Records excerpted from a collection:
▬▬▬▬▬▬

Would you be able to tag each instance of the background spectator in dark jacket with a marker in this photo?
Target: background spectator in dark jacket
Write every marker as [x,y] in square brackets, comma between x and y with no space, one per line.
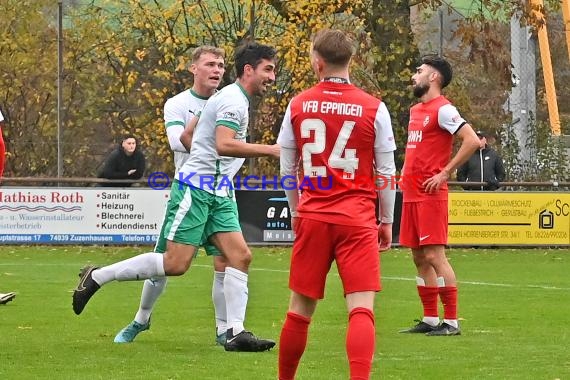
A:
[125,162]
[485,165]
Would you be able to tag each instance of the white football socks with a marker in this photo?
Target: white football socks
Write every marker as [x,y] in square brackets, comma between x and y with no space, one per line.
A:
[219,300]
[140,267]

▬▬▬▬▬▬

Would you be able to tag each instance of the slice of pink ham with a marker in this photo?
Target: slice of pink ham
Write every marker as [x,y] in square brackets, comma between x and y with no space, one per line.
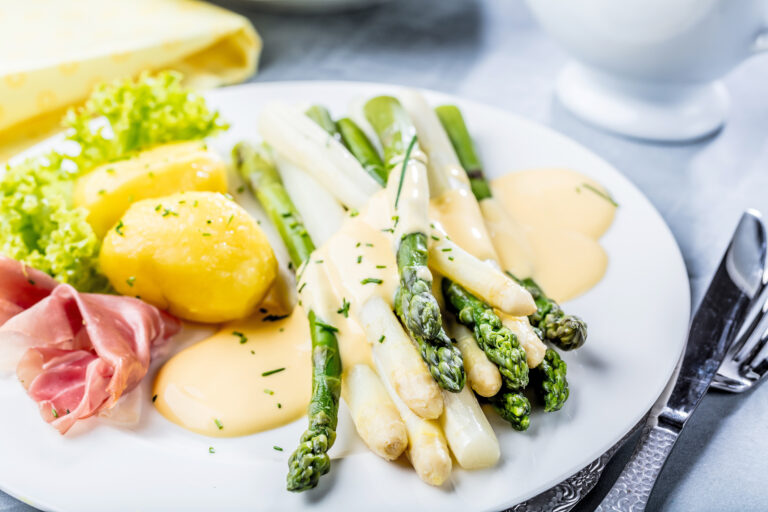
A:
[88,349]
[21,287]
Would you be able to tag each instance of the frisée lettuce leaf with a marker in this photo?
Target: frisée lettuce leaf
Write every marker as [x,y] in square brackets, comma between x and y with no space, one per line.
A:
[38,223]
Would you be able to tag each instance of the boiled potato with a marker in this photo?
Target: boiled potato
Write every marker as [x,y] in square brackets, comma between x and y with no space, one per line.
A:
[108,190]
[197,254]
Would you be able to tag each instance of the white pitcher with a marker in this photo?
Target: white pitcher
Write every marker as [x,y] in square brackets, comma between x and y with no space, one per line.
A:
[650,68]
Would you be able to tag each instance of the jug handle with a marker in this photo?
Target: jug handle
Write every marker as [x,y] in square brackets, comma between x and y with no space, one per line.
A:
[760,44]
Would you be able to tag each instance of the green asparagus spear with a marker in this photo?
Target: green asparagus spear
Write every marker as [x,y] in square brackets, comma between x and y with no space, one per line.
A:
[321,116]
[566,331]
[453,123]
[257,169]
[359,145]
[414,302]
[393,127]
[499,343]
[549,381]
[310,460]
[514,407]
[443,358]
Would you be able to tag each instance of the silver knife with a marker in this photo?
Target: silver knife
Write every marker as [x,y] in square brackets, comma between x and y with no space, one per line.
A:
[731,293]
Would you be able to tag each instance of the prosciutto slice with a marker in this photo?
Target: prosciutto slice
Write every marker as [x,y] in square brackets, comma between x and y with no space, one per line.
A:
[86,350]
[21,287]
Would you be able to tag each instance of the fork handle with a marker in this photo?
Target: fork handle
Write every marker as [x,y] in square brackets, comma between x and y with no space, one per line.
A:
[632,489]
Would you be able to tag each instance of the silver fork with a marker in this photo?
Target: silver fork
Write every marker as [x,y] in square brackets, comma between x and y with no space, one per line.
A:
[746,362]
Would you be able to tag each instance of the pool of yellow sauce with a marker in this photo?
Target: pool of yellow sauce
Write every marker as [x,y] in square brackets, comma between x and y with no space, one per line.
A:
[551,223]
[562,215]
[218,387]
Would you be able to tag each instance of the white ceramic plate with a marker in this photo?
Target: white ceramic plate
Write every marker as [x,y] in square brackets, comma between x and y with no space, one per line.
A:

▬▬▬▬▬▬

Copy each line containing the word "socks" from the data.

Would you be able to tag each instance of the white football socks with a marker in this photo?
Target: white football socks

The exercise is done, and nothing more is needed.